- _PROMPT_
All of these records need to be duplicated exactly.

DATA EXTRACTS: Begin

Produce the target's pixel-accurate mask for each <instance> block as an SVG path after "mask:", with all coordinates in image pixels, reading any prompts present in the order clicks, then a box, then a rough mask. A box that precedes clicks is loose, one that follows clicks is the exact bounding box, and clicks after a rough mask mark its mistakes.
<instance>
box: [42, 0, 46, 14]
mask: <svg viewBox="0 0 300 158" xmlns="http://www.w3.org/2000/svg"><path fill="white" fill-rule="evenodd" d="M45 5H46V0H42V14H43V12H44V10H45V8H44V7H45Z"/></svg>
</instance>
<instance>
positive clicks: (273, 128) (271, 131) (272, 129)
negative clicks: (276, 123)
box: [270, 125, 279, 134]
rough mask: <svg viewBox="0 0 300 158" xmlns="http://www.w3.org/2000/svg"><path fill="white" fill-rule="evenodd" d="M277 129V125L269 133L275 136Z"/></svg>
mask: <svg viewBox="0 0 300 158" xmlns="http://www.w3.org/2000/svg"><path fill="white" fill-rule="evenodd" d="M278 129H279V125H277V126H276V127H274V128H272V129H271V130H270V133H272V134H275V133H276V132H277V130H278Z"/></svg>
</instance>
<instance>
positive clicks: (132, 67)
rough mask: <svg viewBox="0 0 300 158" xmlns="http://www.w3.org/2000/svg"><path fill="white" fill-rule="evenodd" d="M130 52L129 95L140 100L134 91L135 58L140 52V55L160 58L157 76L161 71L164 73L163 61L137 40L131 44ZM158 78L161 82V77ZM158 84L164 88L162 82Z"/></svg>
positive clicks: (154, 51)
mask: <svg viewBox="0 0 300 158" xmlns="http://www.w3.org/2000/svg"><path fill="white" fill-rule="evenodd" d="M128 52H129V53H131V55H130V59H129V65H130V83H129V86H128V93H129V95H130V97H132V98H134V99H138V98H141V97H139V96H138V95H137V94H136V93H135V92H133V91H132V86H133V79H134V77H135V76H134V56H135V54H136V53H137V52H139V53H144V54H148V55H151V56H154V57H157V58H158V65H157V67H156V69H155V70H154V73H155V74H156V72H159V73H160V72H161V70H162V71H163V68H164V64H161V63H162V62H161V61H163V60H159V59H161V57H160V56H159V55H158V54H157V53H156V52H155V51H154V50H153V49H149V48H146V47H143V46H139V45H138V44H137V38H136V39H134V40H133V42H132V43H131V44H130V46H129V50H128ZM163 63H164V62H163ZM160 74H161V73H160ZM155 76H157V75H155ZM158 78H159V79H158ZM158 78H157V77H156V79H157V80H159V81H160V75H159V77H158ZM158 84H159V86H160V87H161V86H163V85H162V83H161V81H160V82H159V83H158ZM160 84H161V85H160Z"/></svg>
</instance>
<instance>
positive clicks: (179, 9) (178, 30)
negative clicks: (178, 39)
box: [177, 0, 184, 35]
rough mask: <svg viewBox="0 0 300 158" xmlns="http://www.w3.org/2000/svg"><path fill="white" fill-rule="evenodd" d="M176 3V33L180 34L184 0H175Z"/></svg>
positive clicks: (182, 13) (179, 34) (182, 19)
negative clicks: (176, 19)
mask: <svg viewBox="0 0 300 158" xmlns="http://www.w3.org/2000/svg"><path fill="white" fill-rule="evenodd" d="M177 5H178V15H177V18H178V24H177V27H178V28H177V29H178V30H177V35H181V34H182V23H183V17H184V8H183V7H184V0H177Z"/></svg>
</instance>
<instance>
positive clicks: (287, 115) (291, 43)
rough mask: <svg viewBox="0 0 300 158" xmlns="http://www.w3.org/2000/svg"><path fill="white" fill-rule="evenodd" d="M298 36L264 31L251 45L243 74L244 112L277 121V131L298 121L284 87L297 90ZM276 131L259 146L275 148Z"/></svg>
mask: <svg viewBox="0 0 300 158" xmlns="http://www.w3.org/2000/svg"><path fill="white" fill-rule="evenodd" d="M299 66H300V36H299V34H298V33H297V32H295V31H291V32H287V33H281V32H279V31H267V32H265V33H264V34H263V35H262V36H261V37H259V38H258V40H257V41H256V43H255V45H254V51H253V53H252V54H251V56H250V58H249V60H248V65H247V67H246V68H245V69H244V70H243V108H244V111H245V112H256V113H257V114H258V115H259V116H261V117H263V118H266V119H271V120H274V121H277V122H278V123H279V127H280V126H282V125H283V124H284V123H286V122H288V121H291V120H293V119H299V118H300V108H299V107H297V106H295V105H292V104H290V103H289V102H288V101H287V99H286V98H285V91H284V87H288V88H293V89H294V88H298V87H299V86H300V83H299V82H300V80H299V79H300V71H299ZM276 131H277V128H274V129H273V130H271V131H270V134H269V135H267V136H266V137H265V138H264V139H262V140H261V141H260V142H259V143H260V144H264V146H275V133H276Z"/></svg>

DATA EXTRACTS: End

- _EXPECTED ANSWER_
Produce the target's pixel-accurate mask for each <instance> block as an SVG path after "mask:", with all coordinates in image pixels, reading any prompts present in the order clicks, then a box, then a rough mask. A box that precedes clicks is loose, one that follows clicks is the exact bounding box, and clicks after a rough mask mark its mistakes.
<instance>
box: [42, 0, 46, 14]
mask: <svg viewBox="0 0 300 158" xmlns="http://www.w3.org/2000/svg"><path fill="white" fill-rule="evenodd" d="M45 5H46V0H42V14H43V12H44V10H45V8H44V7H45Z"/></svg>
</instance>
<instance>
positive clicks: (273, 128) (271, 131) (272, 129)
negative clicks: (276, 123)
box: [270, 125, 279, 134]
rough mask: <svg viewBox="0 0 300 158" xmlns="http://www.w3.org/2000/svg"><path fill="white" fill-rule="evenodd" d="M277 129V125L269 133L275 136Z"/></svg>
mask: <svg viewBox="0 0 300 158" xmlns="http://www.w3.org/2000/svg"><path fill="white" fill-rule="evenodd" d="M278 129H279V125H277V126H276V127H274V128H272V129H271V130H270V133H272V134H275V133H276V132H277V130H278Z"/></svg>
</instance>
<instance>
positive clicks: (132, 67)
rough mask: <svg viewBox="0 0 300 158" xmlns="http://www.w3.org/2000/svg"><path fill="white" fill-rule="evenodd" d="M130 52L129 95L140 100L134 91L135 58L140 52V55L160 58L157 76L161 71L164 73L163 61L137 40L131 44ZM158 78L161 82V77ZM158 84L164 88L162 82Z"/></svg>
positive clicks: (154, 51)
mask: <svg viewBox="0 0 300 158" xmlns="http://www.w3.org/2000/svg"><path fill="white" fill-rule="evenodd" d="M128 52H129V53H131V55H130V59H129V65H130V83H129V86H128V93H129V95H130V97H132V98H134V99H138V98H141V97H139V96H138V95H137V94H136V93H135V92H133V91H132V86H133V79H134V77H135V76H134V56H135V54H136V53H137V52H139V53H144V54H148V55H151V56H154V57H157V58H158V65H157V67H156V69H155V70H154V73H155V74H156V72H159V73H160V72H161V70H162V71H163V68H164V64H161V63H162V62H161V61H163V60H159V59H161V57H160V56H159V55H158V54H157V53H156V52H155V51H154V50H153V49H149V48H146V47H143V46H139V45H138V44H137V38H136V39H134V40H133V42H132V43H131V44H130V46H129V50H128ZM163 63H164V62H163ZM160 74H161V73H160ZM155 76H157V75H155ZM158 78H159V79H158ZM158 78H157V77H156V79H157V80H159V81H160V75H159V77H158ZM158 84H159V86H160V87H161V86H163V85H162V83H161V81H160V82H159V83H158ZM160 84H161V85H160Z"/></svg>
</instance>
<instance>
positive clicks: (179, 9) (178, 30)
negative clicks: (178, 39)
box: [177, 0, 184, 35]
rough mask: <svg viewBox="0 0 300 158" xmlns="http://www.w3.org/2000/svg"><path fill="white" fill-rule="evenodd" d="M176 3V33L180 34L184 0H175Z"/></svg>
positive clicks: (182, 13) (179, 34) (182, 19)
negative clicks: (176, 19)
mask: <svg viewBox="0 0 300 158" xmlns="http://www.w3.org/2000/svg"><path fill="white" fill-rule="evenodd" d="M177 5H178V15H177V18H178V24H177V27H178V28H177V29H178V30H177V35H181V34H182V23H183V17H184V8H183V7H184V0H177Z"/></svg>
</instance>
<instance>
positive clicks: (287, 115) (291, 43)
rough mask: <svg viewBox="0 0 300 158" xmlns="http://www.w3.org/2000/svg"><path fill="white" fill-rule="evenodd" d="M298 36L264 31L251 45L243 74L244 112L277 121V131L298 121L284 87L297 90ZM276 131L259 146L275 148Z"/></svg>
mask: <svg viewBox="0 0 300 158" xmlns="http://www.w3.org/2000/svg"><path fill="white" fill-rule="evenodd" d="M299 66H300V36H299V34H298V33H297V32H295V31H291V32H287V33H281V32H279V31H267V32H265V33H264V34H263V35H262V36H261V37H259V38H258V40H257V41H256V43H255V45H254V51H253V53H252V54H251V56H250V58H249V60H248V65H247V67H246V68H245V69H244V70H243V108H244V111H245V112H256V113H257V114H258V115H259V116H261V117H263V118H266V119H271V120H274V121H277V122H278V123H279V127H280V126H282V125H283V124H284V123H286V122H288V121H291V120H293V119H299V118H300V108H299V107H297V106H295V105H292V104H290V103H289V102H288V101H287V99H286V98H285V91H284V87H288V88H293V89H294V88H298V87H299V86H300V83H299V82H300V80H299V79H300V71H299ZM276 131H277V128H274V129H273V130H271V131H270V134H269V135H267V136H266V137H265V138H264V139H262V140H261V141H260V142H259V143H260V144H264V146H275V133H276Z"/></svg>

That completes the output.